◆ DIRECTIONS ◆
Return only the lines starting at the line that contains "point: snow ramp" and ending with the final line of the listing; include both endpoints.

** start of ENTRIES SUPPLIED **

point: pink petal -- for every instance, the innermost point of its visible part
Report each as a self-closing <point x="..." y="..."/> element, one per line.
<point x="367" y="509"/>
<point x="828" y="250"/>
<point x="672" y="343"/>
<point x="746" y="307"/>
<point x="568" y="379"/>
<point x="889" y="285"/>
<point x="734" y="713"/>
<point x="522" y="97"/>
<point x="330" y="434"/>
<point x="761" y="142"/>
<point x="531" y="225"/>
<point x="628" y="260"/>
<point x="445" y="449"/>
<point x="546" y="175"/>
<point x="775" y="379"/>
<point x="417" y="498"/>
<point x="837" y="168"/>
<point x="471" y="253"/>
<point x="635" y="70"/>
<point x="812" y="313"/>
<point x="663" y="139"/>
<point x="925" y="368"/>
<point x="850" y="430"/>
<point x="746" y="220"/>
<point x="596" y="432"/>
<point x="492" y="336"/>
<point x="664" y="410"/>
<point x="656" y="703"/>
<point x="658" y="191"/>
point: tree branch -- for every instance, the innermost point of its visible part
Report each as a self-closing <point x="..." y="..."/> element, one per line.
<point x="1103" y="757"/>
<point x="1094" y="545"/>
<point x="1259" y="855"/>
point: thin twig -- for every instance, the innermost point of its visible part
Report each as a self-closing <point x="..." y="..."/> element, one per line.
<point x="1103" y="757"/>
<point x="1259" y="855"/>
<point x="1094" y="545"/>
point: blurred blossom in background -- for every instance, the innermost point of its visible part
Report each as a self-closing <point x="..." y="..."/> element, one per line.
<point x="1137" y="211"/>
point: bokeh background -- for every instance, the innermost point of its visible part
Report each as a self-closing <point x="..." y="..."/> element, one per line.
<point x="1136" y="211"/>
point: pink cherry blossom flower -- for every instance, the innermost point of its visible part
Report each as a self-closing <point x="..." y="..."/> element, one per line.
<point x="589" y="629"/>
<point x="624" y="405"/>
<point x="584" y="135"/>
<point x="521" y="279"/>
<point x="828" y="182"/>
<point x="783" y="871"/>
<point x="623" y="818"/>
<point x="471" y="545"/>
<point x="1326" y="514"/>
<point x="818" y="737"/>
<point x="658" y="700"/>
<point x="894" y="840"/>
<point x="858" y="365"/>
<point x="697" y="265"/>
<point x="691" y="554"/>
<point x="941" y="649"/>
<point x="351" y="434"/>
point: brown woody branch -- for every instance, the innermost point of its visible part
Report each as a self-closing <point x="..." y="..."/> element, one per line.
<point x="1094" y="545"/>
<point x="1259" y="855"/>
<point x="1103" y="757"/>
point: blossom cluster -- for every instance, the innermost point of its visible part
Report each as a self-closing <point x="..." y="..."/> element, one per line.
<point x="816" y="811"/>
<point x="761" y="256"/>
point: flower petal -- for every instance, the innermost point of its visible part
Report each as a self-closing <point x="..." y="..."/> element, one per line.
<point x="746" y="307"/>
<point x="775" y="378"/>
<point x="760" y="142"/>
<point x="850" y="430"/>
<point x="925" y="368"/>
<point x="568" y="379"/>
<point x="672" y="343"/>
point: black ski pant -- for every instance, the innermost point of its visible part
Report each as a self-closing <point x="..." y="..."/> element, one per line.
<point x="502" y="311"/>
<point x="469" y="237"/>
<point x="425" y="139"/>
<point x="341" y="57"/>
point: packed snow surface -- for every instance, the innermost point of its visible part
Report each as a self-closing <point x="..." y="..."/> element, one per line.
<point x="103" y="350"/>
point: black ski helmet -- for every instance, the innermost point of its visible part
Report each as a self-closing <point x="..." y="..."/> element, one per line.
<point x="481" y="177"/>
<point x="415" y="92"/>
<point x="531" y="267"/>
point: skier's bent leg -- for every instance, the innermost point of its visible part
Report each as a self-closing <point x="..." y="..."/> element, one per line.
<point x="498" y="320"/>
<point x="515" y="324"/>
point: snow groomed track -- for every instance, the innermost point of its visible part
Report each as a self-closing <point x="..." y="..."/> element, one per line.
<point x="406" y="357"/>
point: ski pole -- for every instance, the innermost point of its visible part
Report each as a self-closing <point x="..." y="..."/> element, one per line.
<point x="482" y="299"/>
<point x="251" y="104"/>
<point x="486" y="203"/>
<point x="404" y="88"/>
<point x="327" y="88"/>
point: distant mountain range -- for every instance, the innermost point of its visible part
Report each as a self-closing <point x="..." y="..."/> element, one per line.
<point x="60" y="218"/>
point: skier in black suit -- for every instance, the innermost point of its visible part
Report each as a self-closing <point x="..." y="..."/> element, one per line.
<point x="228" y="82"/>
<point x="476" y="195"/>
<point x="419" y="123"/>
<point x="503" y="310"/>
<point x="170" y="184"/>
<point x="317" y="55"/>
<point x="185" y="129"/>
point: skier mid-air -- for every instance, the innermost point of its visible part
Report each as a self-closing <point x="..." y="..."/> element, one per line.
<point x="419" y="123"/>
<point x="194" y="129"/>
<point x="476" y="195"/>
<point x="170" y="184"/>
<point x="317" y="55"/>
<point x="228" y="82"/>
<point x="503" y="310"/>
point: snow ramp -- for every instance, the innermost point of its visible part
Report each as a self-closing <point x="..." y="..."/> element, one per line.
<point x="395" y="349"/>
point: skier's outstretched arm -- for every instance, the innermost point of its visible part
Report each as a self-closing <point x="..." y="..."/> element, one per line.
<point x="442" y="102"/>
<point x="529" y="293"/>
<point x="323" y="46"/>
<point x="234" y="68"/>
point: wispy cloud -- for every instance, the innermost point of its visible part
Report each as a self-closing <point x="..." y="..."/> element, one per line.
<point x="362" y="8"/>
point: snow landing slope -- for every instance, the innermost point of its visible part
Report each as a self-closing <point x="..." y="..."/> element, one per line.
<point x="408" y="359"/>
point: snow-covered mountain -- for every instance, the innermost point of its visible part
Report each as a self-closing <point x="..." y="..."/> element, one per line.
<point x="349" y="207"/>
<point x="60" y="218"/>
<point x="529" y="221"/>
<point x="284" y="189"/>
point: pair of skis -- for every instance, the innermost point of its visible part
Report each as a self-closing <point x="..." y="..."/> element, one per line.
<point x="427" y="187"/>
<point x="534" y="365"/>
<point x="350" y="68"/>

** end of ENTRIES SUPPLIED **

◆ RESULT ◆
point: snow ramp -- for every instance, the innermost point of its visible part
Report each as a self-closing <point x="..." y="..."/> element, one per line.
<point x="395" y="349"/>
point: skier's outstretched arm -- for every instance, the innermost point of its visible part
Report each as a self-closing <point x="..." y="..."/> element, one per line.
<point x="442" y="102"/>
<point x="529" y="293"/>
<point x="323" y="46"/>
<point x="234" y="68"/>
point: wispy cloud -- for every instance, the innermost point of its visible part
Report each as a self-closing <point x="..." y="..."/> element, one per line.
<point x="362" y="8"/>
point: snow landing slope -- for every instance, the innermost point of its visible part
Report each as a self-closing <point x="..." y="..."/> element, one per line.
<point x="408" y="359"/>
point: snow-covered mountain -- for every instance, the innermost point of its visible part
Report each as a self-closing <point x="..." y="..."/> element, one per line.
<point x="349" y="207"/>
<point x="60" y="218"/>
<point x="529" y="221"/>
<point x="284" y="189"/>
point: pair of skis -- for every instance, the innermost point of its visible part
Report each as a self-closing <point x="..." y="..."/> element, one per line.
<point x="427" y="187"/>
<point x="534" y="365"/>
<point x="350" y="68"/>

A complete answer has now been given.